• **Exercise aim**
Rewrite the article on the Ceramaker 3D printer from "It may have" to "Dusseldorf this September.", putting "exhibition" in place of "trade show".

• **Passage for review**
━━━

It may have passed somewhat under the radar, but the industrial Ceramker 3D printer, by Limoges, France-based, 3DCeram, debuted at the recent Ceramics Expo 2015 and is now set to be displayed at the upcoming Euromold trade show taking place for the first time in Dusseldorf this September.
The Ceramaker 3D printer employs a novel 3D printing process dubbed CAM (Ceramics Additive Manufacturing), which is based on the studies of laser stereolithography applied to ceramics conducted by Thierry Chartier in 1998 at SPCTS (Science of Ceramic Processes and Surface Treatments) in Limoges. His work has been adopted to 3DCeram, which further developed both the process and the ceramic paste to industrialize this technology and use it to penetrate various markets.
The process involves a photosensitive resin mixed with ceramic particles. This mix, in the form of paste, is polymerized in the laser printing process.It is first spread over a work plane in layers with a 25 to 100 micron thickness. Each layer is cured by a UV laser and sticks to the previous one, forming the physical 3D object, in the same ways as most stereolithography-based processes. The final result of the polymerization process is debinded and sintered in a successive post-processing phase. The way it works is somewhat similar to that of another French industrial 3D printer manufacturer, Prodways, which has partnered with 3DCeram.

━━━

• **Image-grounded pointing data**
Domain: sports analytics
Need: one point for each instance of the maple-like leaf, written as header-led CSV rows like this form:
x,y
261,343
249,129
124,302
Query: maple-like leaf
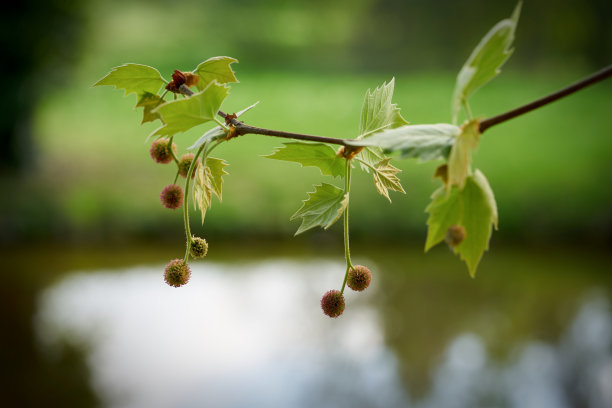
x,y
134,78
322,208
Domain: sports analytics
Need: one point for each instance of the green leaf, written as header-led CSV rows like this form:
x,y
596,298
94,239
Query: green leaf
x,y
425,142
378,112
486,60
323,207
461,154
215,175
134,78
311,154
444,210
149,101
208,181
215,69
217,131
183,114
473,208
202,192
369,156
385,178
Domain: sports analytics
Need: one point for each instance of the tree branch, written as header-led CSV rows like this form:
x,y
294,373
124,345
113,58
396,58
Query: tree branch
x,y
521,110
243,129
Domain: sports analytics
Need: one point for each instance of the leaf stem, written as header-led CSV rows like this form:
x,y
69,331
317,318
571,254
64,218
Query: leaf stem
x,y
186,201
347,250
172,150
521,110
466,106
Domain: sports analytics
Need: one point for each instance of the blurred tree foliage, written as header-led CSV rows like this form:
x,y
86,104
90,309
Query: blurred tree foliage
x,y
40,40
399,35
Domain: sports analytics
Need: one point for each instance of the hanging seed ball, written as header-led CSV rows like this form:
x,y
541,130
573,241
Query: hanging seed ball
x,y
185,163
332,303
359,278
455,234
172,196
160,152
198,247
177,273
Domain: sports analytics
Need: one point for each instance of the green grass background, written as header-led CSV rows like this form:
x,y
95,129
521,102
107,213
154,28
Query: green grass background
x,y
549,169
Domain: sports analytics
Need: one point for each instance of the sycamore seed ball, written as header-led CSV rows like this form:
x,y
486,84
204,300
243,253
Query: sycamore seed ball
x,y
177,273
160,152
172,196
198,247
333,303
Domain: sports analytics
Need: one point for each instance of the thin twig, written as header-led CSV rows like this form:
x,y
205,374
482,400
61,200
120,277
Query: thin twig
x,y
521,110
243,129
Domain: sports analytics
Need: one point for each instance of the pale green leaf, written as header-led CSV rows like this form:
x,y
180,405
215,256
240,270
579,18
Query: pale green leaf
x,y
208,181
134,78
323,207
215,175
148,102
385,178
378,112
425,142
183,114
217,131
473,208
486,60
444,210
202,191
369,156
215,69
461,154
311,154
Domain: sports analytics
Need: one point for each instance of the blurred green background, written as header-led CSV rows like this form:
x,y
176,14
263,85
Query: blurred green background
x,y
76,164
80,190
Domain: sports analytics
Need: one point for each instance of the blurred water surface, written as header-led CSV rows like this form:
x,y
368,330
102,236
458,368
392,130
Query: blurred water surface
x,y
247,331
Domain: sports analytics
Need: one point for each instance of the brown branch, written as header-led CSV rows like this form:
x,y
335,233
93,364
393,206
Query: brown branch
x,y
521,110
243,129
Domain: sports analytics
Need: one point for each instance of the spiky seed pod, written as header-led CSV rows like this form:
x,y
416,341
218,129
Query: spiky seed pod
x,y
172,196
359,278
455,234
177,273
159,151
333,303
185,163
198,247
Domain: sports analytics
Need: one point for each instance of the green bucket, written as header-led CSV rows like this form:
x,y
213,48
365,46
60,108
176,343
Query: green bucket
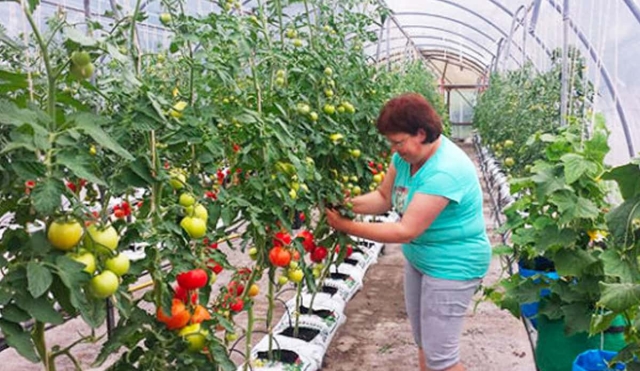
x,y
556,352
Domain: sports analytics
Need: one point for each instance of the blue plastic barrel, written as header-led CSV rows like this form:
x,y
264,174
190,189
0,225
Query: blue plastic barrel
x,y
530,310
595,360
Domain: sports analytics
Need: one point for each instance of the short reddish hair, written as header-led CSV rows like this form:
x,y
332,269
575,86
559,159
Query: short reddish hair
x,y
408,113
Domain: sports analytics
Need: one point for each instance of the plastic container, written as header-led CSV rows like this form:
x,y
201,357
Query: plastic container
x,y
596,360
297,355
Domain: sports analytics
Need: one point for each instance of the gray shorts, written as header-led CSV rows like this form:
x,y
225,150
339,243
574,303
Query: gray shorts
x,y
436,309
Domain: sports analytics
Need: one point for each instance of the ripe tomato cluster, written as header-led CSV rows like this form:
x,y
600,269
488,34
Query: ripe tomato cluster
x,y
186,314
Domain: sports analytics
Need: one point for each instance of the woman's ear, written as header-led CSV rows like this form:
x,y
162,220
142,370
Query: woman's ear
x,y
422,135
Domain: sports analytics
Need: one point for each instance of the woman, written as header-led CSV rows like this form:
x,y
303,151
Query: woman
x,y
434,187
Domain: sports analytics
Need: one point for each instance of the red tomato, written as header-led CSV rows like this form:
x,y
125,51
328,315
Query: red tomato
x,y
295,255
180,293
193,279
215,267
235,288
119,213
279,256
179,315
318,254
200,314
282,239
237,305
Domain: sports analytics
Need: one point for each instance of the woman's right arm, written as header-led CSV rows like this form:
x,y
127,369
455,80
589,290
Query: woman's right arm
x,y
378,201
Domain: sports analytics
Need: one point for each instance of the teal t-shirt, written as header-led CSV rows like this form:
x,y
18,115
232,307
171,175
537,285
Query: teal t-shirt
x,y
455,246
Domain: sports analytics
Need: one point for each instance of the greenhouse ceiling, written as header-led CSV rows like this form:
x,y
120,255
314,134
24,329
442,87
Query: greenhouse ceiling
x,y
463,41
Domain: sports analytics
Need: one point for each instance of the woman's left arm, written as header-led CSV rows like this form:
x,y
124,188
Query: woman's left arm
x,y
420,213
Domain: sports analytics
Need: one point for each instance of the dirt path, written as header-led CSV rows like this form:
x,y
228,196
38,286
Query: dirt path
x,y
376,335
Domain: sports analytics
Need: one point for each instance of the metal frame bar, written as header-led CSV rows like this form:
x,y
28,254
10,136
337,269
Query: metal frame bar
x,y
452,33
475,64
465,48
605,76
634,8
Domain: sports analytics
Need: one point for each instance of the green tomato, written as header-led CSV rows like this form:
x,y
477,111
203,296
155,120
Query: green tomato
x,y
119,264
106,237
82,72
329,109
195,336
509,161
86,258
187,199
296,275
177,180
104,285
195,227
80,58
201,212
303,108
356,191
65,235
291,33
165,18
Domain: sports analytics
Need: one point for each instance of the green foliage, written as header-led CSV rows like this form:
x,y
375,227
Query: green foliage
x,y
523,102
224,113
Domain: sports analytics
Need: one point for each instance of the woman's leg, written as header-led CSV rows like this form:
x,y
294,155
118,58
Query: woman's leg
x,y
412,299
443,307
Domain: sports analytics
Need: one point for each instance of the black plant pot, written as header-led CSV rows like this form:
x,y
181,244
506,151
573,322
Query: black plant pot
x,y
280,355
304,333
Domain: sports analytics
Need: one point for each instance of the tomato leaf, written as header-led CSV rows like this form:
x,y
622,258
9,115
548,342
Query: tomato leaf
x,y
70,273
5,295
46,196
78,36
39,278
63,296
91,125
95,313
220,355
18,339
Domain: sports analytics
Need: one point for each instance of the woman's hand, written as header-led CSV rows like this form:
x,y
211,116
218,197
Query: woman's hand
x,y
335,220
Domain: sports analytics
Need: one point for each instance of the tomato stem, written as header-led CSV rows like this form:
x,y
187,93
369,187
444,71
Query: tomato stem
x,y
133,38
306,8
297,311
279,12
41,346
271,298
250,323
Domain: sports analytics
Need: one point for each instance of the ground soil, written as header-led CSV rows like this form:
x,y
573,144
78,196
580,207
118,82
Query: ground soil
x,y
376,335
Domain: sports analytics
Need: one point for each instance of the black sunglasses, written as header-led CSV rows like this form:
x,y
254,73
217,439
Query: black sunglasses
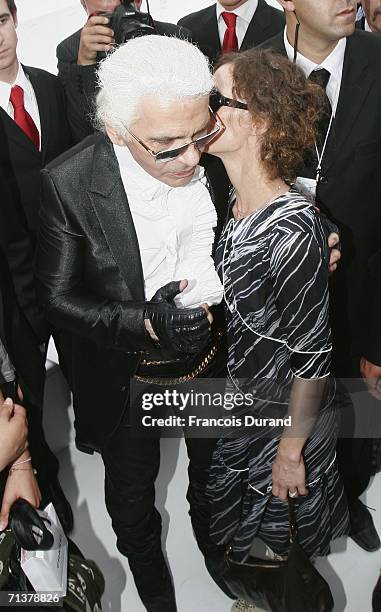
x,y
169,154
216,100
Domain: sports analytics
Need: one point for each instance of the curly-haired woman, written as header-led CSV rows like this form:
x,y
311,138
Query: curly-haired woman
x,y
272,258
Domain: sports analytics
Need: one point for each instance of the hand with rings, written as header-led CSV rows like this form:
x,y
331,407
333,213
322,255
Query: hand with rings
x,y
288,475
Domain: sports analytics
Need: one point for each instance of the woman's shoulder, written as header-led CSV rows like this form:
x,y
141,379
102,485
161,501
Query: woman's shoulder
x,y
294,212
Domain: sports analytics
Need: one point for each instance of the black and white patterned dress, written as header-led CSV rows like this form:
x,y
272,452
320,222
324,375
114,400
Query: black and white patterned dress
x,y
274,267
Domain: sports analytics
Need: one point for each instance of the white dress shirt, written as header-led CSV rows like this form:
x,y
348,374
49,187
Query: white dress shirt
x,y
30,100
174,227
245,14
333,63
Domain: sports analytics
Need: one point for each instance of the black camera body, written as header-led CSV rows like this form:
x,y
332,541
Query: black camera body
x,y
128,23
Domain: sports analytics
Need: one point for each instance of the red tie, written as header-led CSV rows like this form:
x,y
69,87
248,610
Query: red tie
x,y
22,117
230,39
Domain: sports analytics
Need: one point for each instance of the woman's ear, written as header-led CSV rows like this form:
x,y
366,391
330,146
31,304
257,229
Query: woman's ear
x,y
259,126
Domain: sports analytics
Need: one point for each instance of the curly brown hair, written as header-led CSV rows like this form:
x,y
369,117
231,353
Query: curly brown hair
x,y
278,92
12,6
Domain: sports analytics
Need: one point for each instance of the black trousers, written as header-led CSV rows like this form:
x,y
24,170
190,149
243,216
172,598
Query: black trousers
x,y
43,459
354,454
131,467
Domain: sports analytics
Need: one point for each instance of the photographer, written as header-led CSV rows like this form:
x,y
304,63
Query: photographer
x,y
78,57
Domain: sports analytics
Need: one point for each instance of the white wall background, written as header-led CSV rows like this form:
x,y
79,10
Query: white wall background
x,y
44,23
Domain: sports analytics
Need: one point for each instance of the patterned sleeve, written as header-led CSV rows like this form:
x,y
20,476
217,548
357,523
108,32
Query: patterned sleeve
x,y
299,272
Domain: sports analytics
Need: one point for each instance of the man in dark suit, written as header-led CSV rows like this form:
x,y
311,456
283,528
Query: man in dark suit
x,y
77,61
348,189
33,132
113,322
255,22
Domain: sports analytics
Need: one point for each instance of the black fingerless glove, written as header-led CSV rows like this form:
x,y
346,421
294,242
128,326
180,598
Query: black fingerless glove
x,y
181,330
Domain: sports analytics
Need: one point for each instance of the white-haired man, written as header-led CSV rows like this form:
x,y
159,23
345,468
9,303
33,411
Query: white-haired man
x,y
119,222
78,56
125,214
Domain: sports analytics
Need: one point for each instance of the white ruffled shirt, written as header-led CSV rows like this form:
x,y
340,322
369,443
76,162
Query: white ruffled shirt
x,y
174,227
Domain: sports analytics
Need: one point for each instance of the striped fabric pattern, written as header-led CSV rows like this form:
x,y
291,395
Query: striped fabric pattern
x,y
274,268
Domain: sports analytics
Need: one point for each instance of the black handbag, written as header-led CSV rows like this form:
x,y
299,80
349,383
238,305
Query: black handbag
x,y
292,585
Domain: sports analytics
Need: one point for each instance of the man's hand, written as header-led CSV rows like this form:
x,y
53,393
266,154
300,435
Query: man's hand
x,y
288,475
95,38
21,484
333,240
178,330
372,376
13,432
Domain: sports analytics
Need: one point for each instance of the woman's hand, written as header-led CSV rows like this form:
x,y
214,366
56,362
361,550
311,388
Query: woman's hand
x,y
288,475
13,432
21,484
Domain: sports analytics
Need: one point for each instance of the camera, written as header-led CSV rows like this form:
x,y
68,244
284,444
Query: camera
x,y
128,23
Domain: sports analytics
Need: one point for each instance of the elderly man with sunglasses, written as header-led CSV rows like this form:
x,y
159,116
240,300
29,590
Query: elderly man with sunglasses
x,y
127,215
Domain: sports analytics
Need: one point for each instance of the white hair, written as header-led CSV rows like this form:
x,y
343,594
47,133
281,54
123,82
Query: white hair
x,y
165,67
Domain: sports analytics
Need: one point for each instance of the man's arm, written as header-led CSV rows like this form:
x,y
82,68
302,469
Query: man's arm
x,y
68,304
77,71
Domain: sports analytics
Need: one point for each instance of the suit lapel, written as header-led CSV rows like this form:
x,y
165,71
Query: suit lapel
x,y
259,28
110,204
355,85
16,134
43,109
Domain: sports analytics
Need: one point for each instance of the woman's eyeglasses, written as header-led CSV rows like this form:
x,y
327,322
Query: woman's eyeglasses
x,y
216,100
169,154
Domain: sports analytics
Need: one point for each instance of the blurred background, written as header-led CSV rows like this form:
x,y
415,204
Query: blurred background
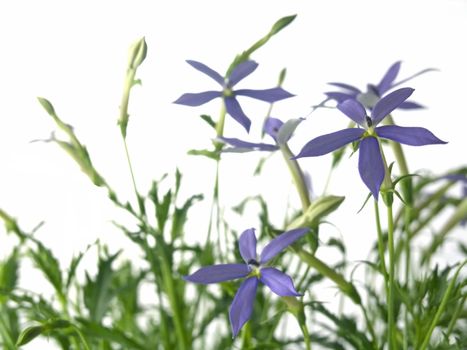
x,y
75,55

━━━

• **Your response**
It may have passed somewhat under the radar, but the industrial Ceramker 3D printer, by Limoges, France-based, 3DCeram, debuted at the recent Ceramics Expo 2015 and is now set to be displayed at the upcoming Euromold exhibition taking place for the first time in Dusseldorf this September.